Print the whole article below about the SEC penalty against Ripple, word for word.

--- SELECTED TEXT ---

Ripple’s Labs Inc. has been ordered by the Securities and Exchange Commission (SEC) to pay a $125 million civil penalty.
The SEC said the firm sold its XRP token to institutional investors without carrying out a proper registration of the tokens.
This has become one of the most followed legal cases in the cryptocurrency industry.
Industry Stakeholders Rallied Around Ripple
However, the penalty was a small fraction of the $2 billion the SEC has slammed Ripple, which could be something positive for other crypto firms with various cases with the agency.
The Ripple case began in December 2020, when the COVID-19 pandemic was still at its peak. The SEC filed a lawsuit against the company and its executives, Chief Executive Officer Bradley Garlinghouse and Co-founder Christian Larsen.
SEC accused Ripple of not properly informing its users, which enabled them to sell $1 billion worth of XRP tokens to people who do not have all the information about the token.
The crypto industry rallied in support of Ripple following the lawsuit. Over a dozen advocacy groups, including the Blockchain Association and the Chamber of Digital Commerce, supported Ripple’s position.

--- DATA FOR REVIEW ---

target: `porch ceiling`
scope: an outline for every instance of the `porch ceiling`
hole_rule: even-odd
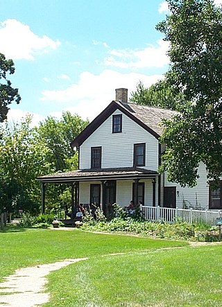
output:
[[[101,168],[71,170],[38,177],[37,180],[45,183],[66,183],[96,180],[123,180],[126,179],[154,179],[157,172],[140,168]]]

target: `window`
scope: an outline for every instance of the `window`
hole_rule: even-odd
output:
[[[100,193],[100,184],[90,184],[90,204],[94,204],[99,206],[101,201]]]
[[[101,147],[91,148],[91,168],[101,168]]]
[[[112,115],[112,133],[122,132],[122,114]]]
[[[134,144],[134,166],[145,166],[145,143]]]
[[[137,187],[137,191],[136,191]],[[139,204],[139,202],[144,204],[144,182],[133,184],[133,200],[135,204]]]
[[[219,183],[219,187],[217,189],[209,188],[209,209],[222,209],[222,182]]]

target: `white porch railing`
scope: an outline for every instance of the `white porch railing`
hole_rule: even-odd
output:
[[[180,208],[140,206],[142,216],[148,220],[173,222],[177,220],[190,223],[205,223],[216,225],[216,218],[222,216],[222,211],[194,210]]]

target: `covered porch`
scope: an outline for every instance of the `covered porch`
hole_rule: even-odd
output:
[[[78,170],[39,177],[42,184],[42,213],[45,212],[45,195],[49,184],[71,186],[71,219],[80,204],[99,207],[105,215],[114,203],[126,207],[135,204],[156,207],[160,202],[160,176],[141,168]]]

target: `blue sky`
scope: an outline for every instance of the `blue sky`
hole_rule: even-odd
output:
[[[216,0],[221,1],[221,0]],[[149,86],[168,67],[167,44],[155,26],[163,0],[0,0],[0,52],[22,96],[9,119],[37,123],[62,111],[92,120],[139,80]]]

---

→ TASK ANSWER:
Ripple’s Labs Inc. has been ordered by the Securities and Exchange Commission (SEC) to pay a $125 million civil penalty.
The SEC said the firm sold its XRP token to institutional investors without carrying out a proper registration of the tokens.
This has become one of the most followed legal cases in the cryptocurrency industry.
Industry Stakeholders Rallied Around Ripple
However, the penalty was a small fraction of the $2 billion the SEC has slammed Ripple, which could be something positive for other crypto firms with various cases with the agency.
The Ripple case began in December 2020, when the COVID-19 pandemic was still at its peak. The SEC filed a lawsuit against the company and its executives, Chief Executive Officer Bradley Garlinghouse and Co-founder Christian Larsen.
SEC accused Ripple of not properly informing its users, which enabled them to sell $1 billion worth of XRP tokens to people who do not have all the information about the token.
The crypto industry rallied in support of Ripple following the lawsuit. Over a dozen advocacy groups, including the Blockchain Association and the Chamber of Digital Commerce, supported Ripple’s position.